- **Problem details**
Quote the records that follow in full, leaving the pictures out.

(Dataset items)
[Start of section]

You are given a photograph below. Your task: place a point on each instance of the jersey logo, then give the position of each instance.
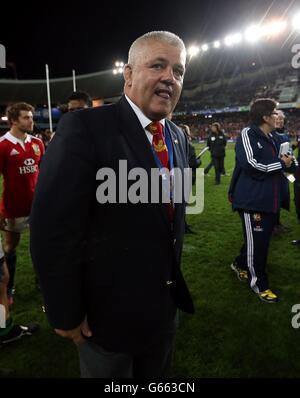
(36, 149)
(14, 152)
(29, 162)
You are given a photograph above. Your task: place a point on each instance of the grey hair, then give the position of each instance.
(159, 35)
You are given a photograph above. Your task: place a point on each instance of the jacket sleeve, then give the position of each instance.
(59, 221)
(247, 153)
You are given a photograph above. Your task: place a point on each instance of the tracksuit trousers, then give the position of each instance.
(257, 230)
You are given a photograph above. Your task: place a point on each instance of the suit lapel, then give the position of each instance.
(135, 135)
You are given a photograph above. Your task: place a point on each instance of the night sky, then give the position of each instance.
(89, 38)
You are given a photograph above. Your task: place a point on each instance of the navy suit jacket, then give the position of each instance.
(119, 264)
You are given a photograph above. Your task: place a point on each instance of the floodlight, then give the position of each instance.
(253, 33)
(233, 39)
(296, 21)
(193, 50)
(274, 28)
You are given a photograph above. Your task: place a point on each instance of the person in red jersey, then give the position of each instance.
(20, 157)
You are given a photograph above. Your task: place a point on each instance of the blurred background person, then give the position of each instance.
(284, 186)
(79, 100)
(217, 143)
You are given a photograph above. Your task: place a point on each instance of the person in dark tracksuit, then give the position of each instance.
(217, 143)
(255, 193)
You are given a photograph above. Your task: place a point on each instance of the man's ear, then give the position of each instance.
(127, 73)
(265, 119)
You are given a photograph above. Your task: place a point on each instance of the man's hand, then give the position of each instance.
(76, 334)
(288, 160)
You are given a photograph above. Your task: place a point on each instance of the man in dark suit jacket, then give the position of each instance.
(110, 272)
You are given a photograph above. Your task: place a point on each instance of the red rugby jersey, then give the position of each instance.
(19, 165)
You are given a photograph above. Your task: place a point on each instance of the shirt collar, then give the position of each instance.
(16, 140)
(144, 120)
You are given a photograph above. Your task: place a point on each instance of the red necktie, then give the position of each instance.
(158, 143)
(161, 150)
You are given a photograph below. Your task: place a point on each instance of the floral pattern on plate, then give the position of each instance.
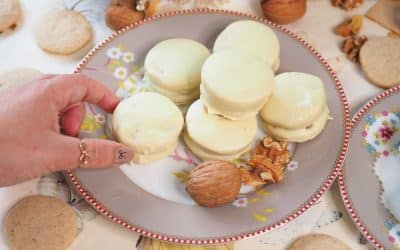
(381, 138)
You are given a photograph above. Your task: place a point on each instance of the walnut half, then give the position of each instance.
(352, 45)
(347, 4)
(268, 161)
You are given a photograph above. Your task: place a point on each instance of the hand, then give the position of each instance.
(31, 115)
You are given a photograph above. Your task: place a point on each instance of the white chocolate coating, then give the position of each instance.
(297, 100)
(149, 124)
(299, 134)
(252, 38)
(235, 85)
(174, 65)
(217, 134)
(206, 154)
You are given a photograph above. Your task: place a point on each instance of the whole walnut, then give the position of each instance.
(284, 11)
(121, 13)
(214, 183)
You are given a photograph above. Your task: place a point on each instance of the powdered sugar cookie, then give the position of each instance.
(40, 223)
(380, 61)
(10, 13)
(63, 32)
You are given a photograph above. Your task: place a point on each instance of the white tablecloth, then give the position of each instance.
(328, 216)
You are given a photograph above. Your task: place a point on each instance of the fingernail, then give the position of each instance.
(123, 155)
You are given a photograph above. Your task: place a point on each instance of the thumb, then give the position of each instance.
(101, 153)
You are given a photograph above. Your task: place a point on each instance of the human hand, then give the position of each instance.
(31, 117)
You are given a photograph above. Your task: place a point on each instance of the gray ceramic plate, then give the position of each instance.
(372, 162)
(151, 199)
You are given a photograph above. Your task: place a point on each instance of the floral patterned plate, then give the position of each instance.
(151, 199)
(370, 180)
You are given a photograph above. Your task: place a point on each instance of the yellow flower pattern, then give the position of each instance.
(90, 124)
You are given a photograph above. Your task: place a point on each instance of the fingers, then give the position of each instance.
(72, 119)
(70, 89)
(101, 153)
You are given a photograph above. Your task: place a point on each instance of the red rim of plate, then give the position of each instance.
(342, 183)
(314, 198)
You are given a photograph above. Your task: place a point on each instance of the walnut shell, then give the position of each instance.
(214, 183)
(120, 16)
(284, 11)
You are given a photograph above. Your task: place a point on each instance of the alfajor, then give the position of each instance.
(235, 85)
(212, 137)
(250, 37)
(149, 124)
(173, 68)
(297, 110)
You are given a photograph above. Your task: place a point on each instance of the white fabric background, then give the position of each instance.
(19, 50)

[End of section]

- **Written answer**
You are given a photograph below. Your task: place a point on each instance of the jersey logo, then give the position of each instance.
(36, 149)
(14, 152)
(29, 162)
You are given a photograph above. Your task: place a point on each instance of the grey hair, then give the position of each instance.
(159, 35)
You are given a photograph above. Your task: place a point on each instance of the jacket sleeve, then give the position of each instance.
(59, 221)
(247, 153)
You are given a photograph above. Your task: place a point on each instance of the tracksuit trousers, then give the position of each instance.
(257, 230)
You are given a photograph above. Your task: place a point on each instance of the suit lapel, then give the position of each instance.
(135, 135)
You are given a photograph above. Your task: place a point on each instance of the night sky, then give the position of each instance.
(89, 38)
You are given a photograph above. Your task: place a point on each instance of the navy suit jacket, then give the position of each instance.
(119, 264)
You are given a photograph above. Your task: place a point on each instance of the floodlight, then give the position of each instance.
(253, 33)
(233, 39)
(296, 21)
(193, 50)
(274, 28)
You are given a photograph above. Your task: place a point on each instance of the person in red jersey, then give the position of each instance.
(20, 157)
You are given a photograph above. Your task: place a point on each instance of the blurred background person, then give the position of each instance.
(284, 186)
(79, 100)
(217, 143)
You are given a photograph above. Your task: place a point on each instance of the person in dark tracksuit, then give the position of each instance.
(217, 143)
(255, 193)
You are given a photograph above. Your task: place a point on each instance of the man's ear, then give the position of each instance.
(127, 73)
(265, 119)
You are given a photograph above. Your task: place a point on each instance of the man's hand, then give the position of each instance.
(76, 334)
(288, 160)
You are given a photograph above. Your task: place a point on each instance of the man in dark suit jacket, then give the position of each instance.
(110, 272)
You are given a photograph above. Your task: place a point on each instance of the red rugby jersey, then give the position of each instance.
(19, 165)
You are given a photograph above. Your task: place a point on each instance of the shirt collar, then give the position of each instance.
(16, 140)
(144, 120)
You are given a photograph above. Your task: place a point on each instance of the red necktie, then give the position of each instance.
(158, 143)
(161, 150)
You are given a photograph below. Your task: place a point on each instance of the floral pattern on plate, then give the position of each instance.
(381, 138)
You are given a photograph above. Your task: place a point on each instance of the walnut half, then give the position of each instance.
(352, 45)
(347, 4)
(268, 161)
You are given a photograph above. Your task: place a point on each instance of the hand, then give the position of each instance.
(31, 115)
You are given a photograph above. Your task: place a point on each instance of the white chocolate coating, then give the position of each instance.
(297, 100)
(149, 124)
(299, 134)
(252, 38)
(235, 85)
(174, 65)
(217, 134)
(206, 154)
You are given a photograph above. Your task: place a point on each instance of the whole walnut, then give the position of each instance.
(284, 11)
(121, 13)
(214, 183)
You are given a photograph above. Your task: place a point on each instance of the powdered sugar cookie, then give the position of each instance.
(40, 223)
(380, 61)
(10, 13)
(63, 32)
You are given a photograph above. Your task: place a point on each instance of the white tablecloth, then give the position of each instance.
(328, 216)
You are given a photograph above. Your task: place a point on each instance of the fingernail, then give the position of each instance.
(123, 155)
You are given a photograph above. Your task: place a point on each instance of the thumb, then give the position of each instance.
(101, 153)
You are given a photograph above. Your task: place a point on each instance of the human hand, then give the position of each instance.
(31, 117)
You are given a photograph above. Your task: place a point on each instance of the gray ceramic plate, then give the position of each instance.
(372, 162)
(151, 199)
You are given a photograph above. Your task: place a point on each instance of the floral patterned plate, then give the position of each instance.
(151, 199)
(370, 180)
You are given a photograph above. Your task: place a point on each instance of the yellow flower pattern, then give the position of each instance.
(90, 124)
You are given a photograph above. Your task: place a point on each instance of the fingers, then give the position of each instance.
(72, 119)
(70, 89)
(101, 153)
You are given a photograph above. Your task: place a point on each instance of the red rim of plate, then give the position of each instance.
(342, 183)
(314, 198)
You are given a photograph above. Your task: place a point on each instance of the walnut shell, then give the position of each instance.
(214, 183)
(120, 16)
(284, 11)
You are given a photograph above. Your task: place a point on each instance of the alfajor, then give the position of each instance.
(235, 85)
(212, 137)
(250, 37)
(149, 124)
(173, 68)
(297, 110)
You are given a photograph above. Your task: place a point on each instance of the white fabric background, then give the position of each instance.
(19, 50)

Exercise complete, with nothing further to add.